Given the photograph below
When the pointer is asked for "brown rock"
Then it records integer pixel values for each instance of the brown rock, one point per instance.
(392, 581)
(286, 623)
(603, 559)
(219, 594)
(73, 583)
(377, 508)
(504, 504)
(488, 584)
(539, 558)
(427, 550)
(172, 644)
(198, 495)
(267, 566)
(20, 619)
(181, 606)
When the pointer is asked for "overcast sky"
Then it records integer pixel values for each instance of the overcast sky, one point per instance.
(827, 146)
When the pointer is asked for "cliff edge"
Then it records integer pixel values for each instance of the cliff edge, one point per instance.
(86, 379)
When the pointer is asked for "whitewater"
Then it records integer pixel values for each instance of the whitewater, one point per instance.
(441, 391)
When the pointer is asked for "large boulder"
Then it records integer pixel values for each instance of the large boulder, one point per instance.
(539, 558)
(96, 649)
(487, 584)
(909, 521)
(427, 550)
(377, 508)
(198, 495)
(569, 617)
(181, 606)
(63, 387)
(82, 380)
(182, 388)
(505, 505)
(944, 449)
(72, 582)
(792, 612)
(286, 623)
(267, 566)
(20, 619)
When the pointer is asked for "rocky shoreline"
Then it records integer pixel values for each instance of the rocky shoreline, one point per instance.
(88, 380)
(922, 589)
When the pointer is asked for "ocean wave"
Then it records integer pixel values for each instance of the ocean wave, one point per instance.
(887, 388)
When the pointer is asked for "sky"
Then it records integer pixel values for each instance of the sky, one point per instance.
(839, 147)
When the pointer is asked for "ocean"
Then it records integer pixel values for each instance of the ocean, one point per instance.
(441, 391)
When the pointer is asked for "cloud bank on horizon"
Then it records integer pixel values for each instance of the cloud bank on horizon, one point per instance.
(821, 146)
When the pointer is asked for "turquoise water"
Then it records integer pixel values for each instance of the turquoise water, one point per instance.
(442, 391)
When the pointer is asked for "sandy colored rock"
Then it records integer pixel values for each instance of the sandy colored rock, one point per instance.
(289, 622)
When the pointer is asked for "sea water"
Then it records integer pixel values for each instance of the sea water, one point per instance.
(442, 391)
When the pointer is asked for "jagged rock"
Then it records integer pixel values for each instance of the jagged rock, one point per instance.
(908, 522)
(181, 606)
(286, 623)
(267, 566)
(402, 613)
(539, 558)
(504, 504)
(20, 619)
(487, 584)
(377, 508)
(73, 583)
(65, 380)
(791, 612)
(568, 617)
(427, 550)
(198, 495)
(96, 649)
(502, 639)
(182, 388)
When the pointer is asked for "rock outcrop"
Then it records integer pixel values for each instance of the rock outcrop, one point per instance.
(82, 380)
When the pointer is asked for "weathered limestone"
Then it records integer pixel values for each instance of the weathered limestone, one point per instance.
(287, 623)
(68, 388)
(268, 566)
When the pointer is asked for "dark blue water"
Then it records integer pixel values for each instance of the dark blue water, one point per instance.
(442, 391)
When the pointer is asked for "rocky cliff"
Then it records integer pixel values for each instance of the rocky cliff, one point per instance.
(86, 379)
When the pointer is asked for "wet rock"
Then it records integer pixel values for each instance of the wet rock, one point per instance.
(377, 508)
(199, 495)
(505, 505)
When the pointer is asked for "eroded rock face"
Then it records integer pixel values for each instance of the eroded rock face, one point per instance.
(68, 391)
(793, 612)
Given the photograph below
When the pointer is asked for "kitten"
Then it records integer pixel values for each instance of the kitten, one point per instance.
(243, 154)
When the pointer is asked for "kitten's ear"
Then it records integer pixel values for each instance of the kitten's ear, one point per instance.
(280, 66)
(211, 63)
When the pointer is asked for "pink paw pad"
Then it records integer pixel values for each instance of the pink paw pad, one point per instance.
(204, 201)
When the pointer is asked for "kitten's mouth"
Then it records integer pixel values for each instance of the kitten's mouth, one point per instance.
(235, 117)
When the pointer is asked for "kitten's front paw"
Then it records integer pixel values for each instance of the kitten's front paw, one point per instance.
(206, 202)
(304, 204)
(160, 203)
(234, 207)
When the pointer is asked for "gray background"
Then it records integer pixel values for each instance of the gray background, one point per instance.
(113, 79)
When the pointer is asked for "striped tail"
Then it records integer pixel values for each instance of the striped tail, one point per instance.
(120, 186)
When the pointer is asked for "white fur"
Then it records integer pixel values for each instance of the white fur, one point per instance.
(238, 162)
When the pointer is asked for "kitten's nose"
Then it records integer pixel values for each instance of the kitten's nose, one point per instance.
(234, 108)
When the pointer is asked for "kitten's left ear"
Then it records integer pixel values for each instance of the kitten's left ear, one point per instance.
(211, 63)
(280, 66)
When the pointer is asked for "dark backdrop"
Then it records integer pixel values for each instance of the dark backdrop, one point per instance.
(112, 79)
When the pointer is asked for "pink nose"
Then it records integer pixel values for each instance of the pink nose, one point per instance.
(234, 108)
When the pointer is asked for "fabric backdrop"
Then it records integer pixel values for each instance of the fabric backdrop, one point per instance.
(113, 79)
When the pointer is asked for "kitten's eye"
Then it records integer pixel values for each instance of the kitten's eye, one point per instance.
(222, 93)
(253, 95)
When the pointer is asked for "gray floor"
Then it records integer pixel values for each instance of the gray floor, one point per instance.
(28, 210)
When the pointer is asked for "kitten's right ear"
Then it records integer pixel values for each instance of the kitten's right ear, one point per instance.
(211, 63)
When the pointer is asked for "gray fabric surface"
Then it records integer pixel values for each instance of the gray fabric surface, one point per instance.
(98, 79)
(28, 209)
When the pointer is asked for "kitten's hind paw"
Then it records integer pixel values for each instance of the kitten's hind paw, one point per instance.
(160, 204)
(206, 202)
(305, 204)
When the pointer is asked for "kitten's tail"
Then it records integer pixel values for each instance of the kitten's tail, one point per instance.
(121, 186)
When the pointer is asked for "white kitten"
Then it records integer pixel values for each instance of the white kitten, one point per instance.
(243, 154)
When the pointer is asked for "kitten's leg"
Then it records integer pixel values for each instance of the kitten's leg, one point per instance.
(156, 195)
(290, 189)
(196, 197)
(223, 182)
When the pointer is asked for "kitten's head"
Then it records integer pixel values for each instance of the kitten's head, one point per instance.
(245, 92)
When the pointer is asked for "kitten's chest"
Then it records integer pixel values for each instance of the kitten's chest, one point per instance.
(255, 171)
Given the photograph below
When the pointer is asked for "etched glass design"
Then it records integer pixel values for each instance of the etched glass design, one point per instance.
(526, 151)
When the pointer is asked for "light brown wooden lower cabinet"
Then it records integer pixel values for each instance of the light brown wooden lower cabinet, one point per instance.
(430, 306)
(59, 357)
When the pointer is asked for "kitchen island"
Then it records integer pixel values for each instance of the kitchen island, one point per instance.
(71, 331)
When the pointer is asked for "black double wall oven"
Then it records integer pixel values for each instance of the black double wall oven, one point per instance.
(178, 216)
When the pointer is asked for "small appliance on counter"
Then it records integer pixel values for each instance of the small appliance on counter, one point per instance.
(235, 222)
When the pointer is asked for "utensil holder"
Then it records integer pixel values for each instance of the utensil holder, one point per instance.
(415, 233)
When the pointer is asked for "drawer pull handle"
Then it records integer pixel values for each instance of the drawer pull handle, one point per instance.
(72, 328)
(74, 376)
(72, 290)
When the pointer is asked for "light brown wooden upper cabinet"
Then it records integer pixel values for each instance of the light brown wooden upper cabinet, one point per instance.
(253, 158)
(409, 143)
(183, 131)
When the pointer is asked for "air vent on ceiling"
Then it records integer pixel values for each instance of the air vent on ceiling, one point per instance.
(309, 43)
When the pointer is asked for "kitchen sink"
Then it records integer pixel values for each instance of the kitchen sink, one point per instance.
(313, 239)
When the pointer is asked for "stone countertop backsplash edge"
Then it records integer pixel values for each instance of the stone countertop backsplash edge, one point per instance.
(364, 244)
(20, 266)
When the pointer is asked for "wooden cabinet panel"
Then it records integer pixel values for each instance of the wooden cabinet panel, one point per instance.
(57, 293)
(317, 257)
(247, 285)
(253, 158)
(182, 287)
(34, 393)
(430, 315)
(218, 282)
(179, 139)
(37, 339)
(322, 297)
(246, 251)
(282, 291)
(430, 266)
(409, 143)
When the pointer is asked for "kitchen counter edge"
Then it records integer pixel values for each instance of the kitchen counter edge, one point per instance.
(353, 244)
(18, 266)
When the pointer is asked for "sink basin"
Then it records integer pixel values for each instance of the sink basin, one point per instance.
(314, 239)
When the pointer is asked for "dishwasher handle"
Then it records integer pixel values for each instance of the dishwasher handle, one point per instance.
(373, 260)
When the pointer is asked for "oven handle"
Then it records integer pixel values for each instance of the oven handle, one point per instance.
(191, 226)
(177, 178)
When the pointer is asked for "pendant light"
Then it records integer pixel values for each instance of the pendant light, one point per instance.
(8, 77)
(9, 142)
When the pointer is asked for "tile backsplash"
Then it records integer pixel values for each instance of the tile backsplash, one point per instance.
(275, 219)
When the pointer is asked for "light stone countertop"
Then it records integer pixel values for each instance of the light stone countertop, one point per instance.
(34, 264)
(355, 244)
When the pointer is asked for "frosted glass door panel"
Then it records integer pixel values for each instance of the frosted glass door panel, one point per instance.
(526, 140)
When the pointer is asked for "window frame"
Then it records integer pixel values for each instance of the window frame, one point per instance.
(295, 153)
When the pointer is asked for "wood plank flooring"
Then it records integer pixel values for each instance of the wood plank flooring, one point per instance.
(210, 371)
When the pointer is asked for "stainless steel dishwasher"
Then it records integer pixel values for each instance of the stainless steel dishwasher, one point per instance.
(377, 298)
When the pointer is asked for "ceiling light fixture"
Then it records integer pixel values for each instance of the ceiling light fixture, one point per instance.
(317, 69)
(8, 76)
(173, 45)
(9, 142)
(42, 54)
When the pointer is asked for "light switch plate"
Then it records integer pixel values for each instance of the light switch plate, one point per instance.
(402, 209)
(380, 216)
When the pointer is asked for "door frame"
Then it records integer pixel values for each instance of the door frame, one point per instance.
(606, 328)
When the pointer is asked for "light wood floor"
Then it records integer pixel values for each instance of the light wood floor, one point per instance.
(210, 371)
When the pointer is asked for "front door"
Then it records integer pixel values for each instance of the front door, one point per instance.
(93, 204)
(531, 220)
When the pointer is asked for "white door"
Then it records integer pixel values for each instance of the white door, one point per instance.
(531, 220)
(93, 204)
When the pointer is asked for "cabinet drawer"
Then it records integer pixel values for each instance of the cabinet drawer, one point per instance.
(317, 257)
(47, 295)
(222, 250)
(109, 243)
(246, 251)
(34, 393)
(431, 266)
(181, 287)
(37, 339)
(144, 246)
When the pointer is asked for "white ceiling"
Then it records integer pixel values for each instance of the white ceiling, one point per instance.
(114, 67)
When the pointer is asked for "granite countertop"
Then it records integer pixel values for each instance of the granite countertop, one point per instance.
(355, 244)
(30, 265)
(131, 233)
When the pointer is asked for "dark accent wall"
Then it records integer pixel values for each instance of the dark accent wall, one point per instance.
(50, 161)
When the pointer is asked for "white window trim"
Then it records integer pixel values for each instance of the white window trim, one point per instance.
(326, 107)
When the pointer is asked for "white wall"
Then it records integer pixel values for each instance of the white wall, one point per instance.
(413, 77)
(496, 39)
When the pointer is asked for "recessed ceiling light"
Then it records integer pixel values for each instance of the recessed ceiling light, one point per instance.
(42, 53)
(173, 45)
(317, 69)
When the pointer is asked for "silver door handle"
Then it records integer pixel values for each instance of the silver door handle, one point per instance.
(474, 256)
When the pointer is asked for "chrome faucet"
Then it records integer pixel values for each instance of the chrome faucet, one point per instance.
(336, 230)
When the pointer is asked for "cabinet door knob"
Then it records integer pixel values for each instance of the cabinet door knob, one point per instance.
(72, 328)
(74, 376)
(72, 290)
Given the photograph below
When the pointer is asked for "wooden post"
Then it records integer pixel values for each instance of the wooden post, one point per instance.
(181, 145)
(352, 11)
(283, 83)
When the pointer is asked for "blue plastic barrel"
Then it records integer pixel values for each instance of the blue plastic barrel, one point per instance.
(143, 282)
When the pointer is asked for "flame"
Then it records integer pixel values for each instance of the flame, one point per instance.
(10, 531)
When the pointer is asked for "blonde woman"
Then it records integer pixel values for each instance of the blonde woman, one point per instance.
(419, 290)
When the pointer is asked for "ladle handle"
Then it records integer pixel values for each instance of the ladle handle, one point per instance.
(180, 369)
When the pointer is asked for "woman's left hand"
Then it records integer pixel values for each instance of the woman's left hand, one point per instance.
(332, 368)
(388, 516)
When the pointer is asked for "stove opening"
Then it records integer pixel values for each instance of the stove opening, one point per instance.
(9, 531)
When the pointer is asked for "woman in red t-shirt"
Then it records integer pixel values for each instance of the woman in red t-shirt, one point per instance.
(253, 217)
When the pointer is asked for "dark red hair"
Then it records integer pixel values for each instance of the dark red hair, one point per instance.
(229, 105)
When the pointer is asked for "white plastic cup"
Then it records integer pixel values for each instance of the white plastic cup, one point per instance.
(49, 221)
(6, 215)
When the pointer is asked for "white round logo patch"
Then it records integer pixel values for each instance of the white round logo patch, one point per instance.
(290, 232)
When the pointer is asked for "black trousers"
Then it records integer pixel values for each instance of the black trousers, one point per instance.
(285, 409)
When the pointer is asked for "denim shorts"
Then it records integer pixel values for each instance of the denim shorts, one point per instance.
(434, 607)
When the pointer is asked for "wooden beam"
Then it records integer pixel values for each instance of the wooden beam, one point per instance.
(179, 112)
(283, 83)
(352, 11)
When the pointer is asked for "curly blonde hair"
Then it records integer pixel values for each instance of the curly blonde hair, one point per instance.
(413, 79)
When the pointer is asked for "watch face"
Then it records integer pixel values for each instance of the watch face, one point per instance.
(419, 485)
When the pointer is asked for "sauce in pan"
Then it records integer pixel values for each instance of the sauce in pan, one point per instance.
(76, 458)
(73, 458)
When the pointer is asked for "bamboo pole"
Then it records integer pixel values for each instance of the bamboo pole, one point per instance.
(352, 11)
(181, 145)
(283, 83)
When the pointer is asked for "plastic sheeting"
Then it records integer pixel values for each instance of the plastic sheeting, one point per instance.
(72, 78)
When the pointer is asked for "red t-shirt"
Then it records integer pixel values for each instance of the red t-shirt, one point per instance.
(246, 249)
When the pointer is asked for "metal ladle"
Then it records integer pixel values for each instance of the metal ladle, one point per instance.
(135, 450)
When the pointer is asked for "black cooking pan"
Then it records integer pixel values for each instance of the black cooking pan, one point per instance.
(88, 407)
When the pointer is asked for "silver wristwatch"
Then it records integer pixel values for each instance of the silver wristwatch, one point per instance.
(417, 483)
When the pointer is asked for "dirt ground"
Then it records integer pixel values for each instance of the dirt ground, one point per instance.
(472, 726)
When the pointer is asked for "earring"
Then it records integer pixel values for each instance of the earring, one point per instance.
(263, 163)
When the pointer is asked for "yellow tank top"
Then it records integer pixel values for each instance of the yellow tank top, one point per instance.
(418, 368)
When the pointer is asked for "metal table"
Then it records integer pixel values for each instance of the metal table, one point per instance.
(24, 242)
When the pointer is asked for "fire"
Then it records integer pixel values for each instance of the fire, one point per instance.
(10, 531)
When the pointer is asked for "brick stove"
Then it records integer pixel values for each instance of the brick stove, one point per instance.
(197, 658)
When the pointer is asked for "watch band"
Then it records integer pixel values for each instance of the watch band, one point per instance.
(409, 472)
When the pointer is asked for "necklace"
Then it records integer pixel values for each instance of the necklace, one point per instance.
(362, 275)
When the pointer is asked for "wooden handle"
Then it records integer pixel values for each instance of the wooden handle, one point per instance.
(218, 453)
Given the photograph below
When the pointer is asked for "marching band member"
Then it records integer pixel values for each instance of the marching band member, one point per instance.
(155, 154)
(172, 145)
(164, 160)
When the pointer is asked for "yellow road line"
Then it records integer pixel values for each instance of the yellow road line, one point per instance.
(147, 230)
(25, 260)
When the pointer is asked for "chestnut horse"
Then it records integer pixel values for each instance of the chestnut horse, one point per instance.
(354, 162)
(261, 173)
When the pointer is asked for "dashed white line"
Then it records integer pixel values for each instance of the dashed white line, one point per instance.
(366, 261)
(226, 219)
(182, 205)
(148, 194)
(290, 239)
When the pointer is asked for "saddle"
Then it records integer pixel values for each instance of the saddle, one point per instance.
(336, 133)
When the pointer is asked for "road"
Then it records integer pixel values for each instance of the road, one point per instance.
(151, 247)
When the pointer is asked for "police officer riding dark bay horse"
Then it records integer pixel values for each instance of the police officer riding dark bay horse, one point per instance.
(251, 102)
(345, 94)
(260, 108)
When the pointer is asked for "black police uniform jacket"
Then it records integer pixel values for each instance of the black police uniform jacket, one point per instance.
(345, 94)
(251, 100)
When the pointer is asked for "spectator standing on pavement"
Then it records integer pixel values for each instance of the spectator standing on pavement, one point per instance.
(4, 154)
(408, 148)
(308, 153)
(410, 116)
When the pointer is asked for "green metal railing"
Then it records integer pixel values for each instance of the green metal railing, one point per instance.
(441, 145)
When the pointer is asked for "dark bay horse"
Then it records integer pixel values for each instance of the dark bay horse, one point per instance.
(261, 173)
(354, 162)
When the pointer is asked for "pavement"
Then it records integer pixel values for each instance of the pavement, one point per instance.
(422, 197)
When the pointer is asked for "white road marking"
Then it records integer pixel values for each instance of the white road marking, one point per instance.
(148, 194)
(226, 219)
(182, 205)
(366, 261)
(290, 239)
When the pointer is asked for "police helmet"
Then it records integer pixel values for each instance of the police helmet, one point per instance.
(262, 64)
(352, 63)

▶ _EXERCISE REQUIREMENTS_
Locate each line of the material that contains the string "marching", matching case exactly, and copy those lines.

▶ _RESPONSE FOR THIS EXERCISE_
When the pointer is asked for "marching band member"
Then it records integer pixel values for each instance of the marching band member, one point per instance.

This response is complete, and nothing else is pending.